> [Document passage]:
_ _ _

BUCKHANNON — West Virginia offers beautiful forests and wildlife that invite exploration. But while enjoying the outdoors, Mountain State residents need to stay alert for the increasing threat of Lyme disease.
The deer tick calls many places home, and West Virginia’s fields and forests are increasingly popular habitats for the small parasite. Daniel L. Frank, an Entomology Extension Specialist and assistant professor at West Virginia University, said one theory attributes the rise of Lyme disease in West Virginia to a large deer population combined with climate change, which has led to more food sources for mice. Ticks contract the disease from mice, and then deer transport the infected parasites around the state.
Frank said ticks can be found most commonly in forests and tall grass, and the most effective way to avoid contracting Lyme disease is to not get bitten at all.
“Personal protection is the number one thing people can do,” Frank said. “If you are going to go into these environments, people should wear a strong repellent, long clothing to avoid getting bitten and light colored clothing to see the ticks easier.”
Frank also said that even if all these precautions are taken, a person should always check themselves for ticks to avoid infection. Ticks can be found most commonly on the scalp, underarms and groin area. To contract Lyme disease, a tick must remain attached for 36-48 hours, so the earlier the tick is removed the better.
Frank said the proper way to remove a tick is to get a good pair of tweezers and get as close to the skin as possible. Then pull without squeezing to avoid breaking the body, making sure to remove the whole tick. Crush the tick in the tweezers after it is removed. Frank said using other tools such as matches, lighters or petroleum jelly actually encourages the tick to dig deeper into the skin and are not effective methods for removing the parasites.
Associate Professor of Biology at West Virginia University Dr. Rita Rio said awareness must be raised among the whole community to properly deal with Lyme disease.
“It is the responsibility of the medical community to become knowledgeable about this disease and diagnosis,” Rio said, “as well as the infected patient/guardians to inform medical professionals if they received a tick bite prior to suffering from the symptoms.”
Rio said the earliest symptoms of Lyme disease include fever, chills, headache and muscle and joint aches. These symptoms are for early onset Lyme disease, while Rio said a more chronic condition involves more medically significant issues.

_ _ _

> [Given records]:
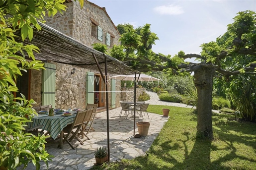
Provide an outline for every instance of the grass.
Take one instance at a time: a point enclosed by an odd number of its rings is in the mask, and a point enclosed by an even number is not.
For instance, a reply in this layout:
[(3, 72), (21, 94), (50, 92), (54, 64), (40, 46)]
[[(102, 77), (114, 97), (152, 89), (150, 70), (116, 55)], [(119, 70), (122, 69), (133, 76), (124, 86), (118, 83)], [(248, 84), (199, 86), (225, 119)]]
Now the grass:
[(255, 170), (256, 123), (233, 120), (234, 115), (213, 113), (215, 139), (196, 137), (197, 115), (193, 110), (150, 105), (148, 111), (170, 118), (147, 156), (112, 163), (99, 170)]

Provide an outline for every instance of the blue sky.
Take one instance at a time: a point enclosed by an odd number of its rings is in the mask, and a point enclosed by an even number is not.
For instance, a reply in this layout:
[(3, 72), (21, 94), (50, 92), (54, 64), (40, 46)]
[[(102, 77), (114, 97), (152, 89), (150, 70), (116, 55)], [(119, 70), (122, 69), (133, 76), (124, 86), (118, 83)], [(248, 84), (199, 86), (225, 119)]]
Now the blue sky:
[(226, 32), (238, 12), (256, 11), (256, 0), (89, 1), (106, 7), (116, 25), (151, 24), (160, 39), (153, 51), (172, 56), (180, 50), (200, 54), (199, 46)]

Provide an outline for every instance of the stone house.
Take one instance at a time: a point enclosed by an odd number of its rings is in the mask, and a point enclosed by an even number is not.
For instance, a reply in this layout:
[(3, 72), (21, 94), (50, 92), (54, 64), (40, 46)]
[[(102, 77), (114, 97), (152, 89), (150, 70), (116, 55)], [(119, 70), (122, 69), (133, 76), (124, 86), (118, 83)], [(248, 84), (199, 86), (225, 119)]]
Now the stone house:
[[(111, 48), (113, 45), (119, 43), (119, 33), (105, 8), (87, 0), (85, 0), (82, 9), (78, 2), (66, 0), (66, 2), (68, 8), (64, 14), (59, 13), (54, 17), (45, 18), (45, 24), (58, 30), (61, 34), (70, 37), (71, 41), (74, 40), (77, 44), (79, 42), (89, 47), (92, 44), (99, 43)], [(46, 31), (50, 31), (49, 30), (50, 28), (45, 27)], [(54, 36), (56, 35), (59, 35), (59, 33)], [(75, 46), (71, 48), (66, 46), (67, 42), (61, 46), (58, 44), (63, 43), (61, 40), (57, 43), (54, 42), (55, 40), (51, 39), (51, 40), (42, 40), (42, 36), (44, 35), (42, 34), (41, 37), (39, 37), (39, 35), (35, 34), (35, 40), (37, 36), (38, 41), (34, 40), (33, 43), (39, 47), (42, 55), (37, 58), (36, 56), (36, 58), (44, 60), (46, 69), (32, 70), (27, 73), (24, 73), (23, 76), (17, 81), (17, 86), (21, 92), (28, 99), (34, 99), (37, 105), (52, 104), (55, 108), (83, 110), (85, 109), (87, 104), (97, 103), (98, 107), (100, 108), (98, 110), (106, 109), (105, 86), (96, 65), (87, 62), (88, 58), (85, 58), (84, 61), (77, 59), (82, 57), (78, 56), (78, 53), (76, 54)], [(48, 40), (49, 44), (46, 43)], [(42, 41), (44, 41), (40, 42)], [(48, 53), (44, 53), (43, 51), (46, 46), (51, 48), (51, 51), (48, 52)], [(60, 47), (62, 48), (61, 51)], [(58, 50), (58, 52), (53, 52)], [(81, 52), (81, 53), (84, 53)], [(60, 59), (62, 53), (62, 56), (69, 53), (69, 59)], [(45, 56), (43, 56), (44, 54)], [(117, 62), (115, 59), (111, 59)], [(99, 63), (104, 64), (102, 61)], [(109, 64), (108, 63), (108, 64)], [(126, 71), (126, 68), (122, 69), (123, 71), (120, 70), (120, 68), (117, 68), (114, 71), (114, 69), (110, 70), (110, 72), (113, 71), (112, 73), (117, 74)], [(104, 72), (104, 70), (103, 70)], [(132, 73), (132, 71), (129, 71)], [(106, 78), (107, 80), (108, 79)], [(109, 80), (108, 91), (121, 91), (120, 81), (116, 81), (116, 84), (115, 81)], [(120, 95), (120, 92), (108, 93), (109, 103), (111, 104), (109, 105), (109, 108), (119, 107)]]

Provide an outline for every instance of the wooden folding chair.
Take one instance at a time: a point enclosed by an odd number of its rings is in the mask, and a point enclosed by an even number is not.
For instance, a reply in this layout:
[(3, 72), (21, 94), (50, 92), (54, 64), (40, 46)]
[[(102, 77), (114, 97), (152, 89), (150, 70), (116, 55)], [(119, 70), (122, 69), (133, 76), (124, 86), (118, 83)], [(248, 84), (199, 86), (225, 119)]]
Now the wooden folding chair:
[[(85, 117), (85, 115), (87, 114), (87, 110), (85, 110), (84, 111), (79, 111), (77, 113), (76, 117), (74, 120), (73, 123), (69, 124), (67, 126), (63, 128), (63, 130), (61, 131), (61, 138), (63, 138), (64, 139), (62, 141), (62, 144), (67, 141), (69, 145), (73, 149), (75, 149), (74, 146), (71, 144), (70, 141), (74, 138), (76, 138), (81, 144), (84, 144), (84, 142), (81, 140), (81, 139), (79, 138), (79, 135), (78, 135), (78, 133), (82, 127), (83, 124), (84, 122), (84, 119)], [(77, 128), (77, 130), (74, 132), (73, 129)], [(64, 133), (66, 133), (66, 135), (64, 135)], [(72, 136), (70, 137), (70, 138), (68, 140), (68, 138), (69, 137), (69, 135), (72, 134)], [(62, 139), (61, 139), (61, 140)]]
[(90, 139), (87, 136), (86, 134), (85, 134), (84, 132), (88, 124), (89, 123), (90, 120), (91, 119), (91, 117), (92, 116), (92, 112), (93, 112), (93, 109), (90, 109), (87, 110), (87, 113), (85, 115), (85, 119), (84, 120), (84, 123), (82, 125), (81, 129), (80, 129), (80, 132), (78, 133), (78, 136), (82, 135), (82, 138), (84, 138), (85, 136), (86, 136), (88, 138), (88, 139)]
[[(92, 127), (92, 124), (93, 123), (93, 121), (94, 120), (95, 116), (96, 116), (96, 111), (97, 111), (97, 108), (98, 108), (98, 104), (87, 104), (87, 106), (86, 106), (86, 109), (93, 109), (93, 111), (92, 112), (92, 116), (91, 116), (91, 119), (90, 120), (90, 124), (89, 126), (89, 128), (87, 129), (88, 131), (87, 131), (87, 133), (86, 134), (88, 134), (89, 133), (89, 132), (90, 130), (92, 130), (93, 131), (94, 131), (95, 130), (93, 129)], [(86, 129), (87, 130), (87, 129)]]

_ _ _

> [Required action 1]:
In the Lyme disease article, reproduce the stretch from "Frank said the" through "with Lyme disease.", substituting "forceps" for "tweezers".
> [Required action 2]:
According to the Lyme disease article, why is it better to remove an attached tick as early as possible? Answer in one to three sentences.
> [Required action 3]:
Recast the paragraph of the Lyme disease article beginning "Frank said the proper way to remove a tick" as a list, keeping its main facts.

> [Written answer 1]:
Frank said the proper way to remove a tick is to get a good pair of forceps and get as close to the skin as possible. Then pull without squeezing to avoid breaking the body, making sure to remove the whole tick. Crush the tick in the forceps after it is removed. Frank said using other tools such as matches, lighters or petroleum jelly actually encourages the tick to dig deeper into the skin and are not effective methods for removing the parasites.
Associate Professor of Biology at West Virginia University Dr. Rita Rio said awareness must be raised among the whole community to properly deal with Lyme disease.

> [Written answer 2]:
A tick must remain attached for 36 to 48 hours to transmit Lyme disease. Removing it earlier therefore lowers the chance of infection.

> [Written answer 3]:
- Use a good pair of tweezers and grip as close to the skin as possible.
- Pull without squeezing so the body does not break, and remove the whole tick.
- Crush the tick in the tweezers once it is removed.
- Do not use matches, lighters or petroleum jelly. According to Frank, they make the tick dig deeper into the skin and do not remove it effectively.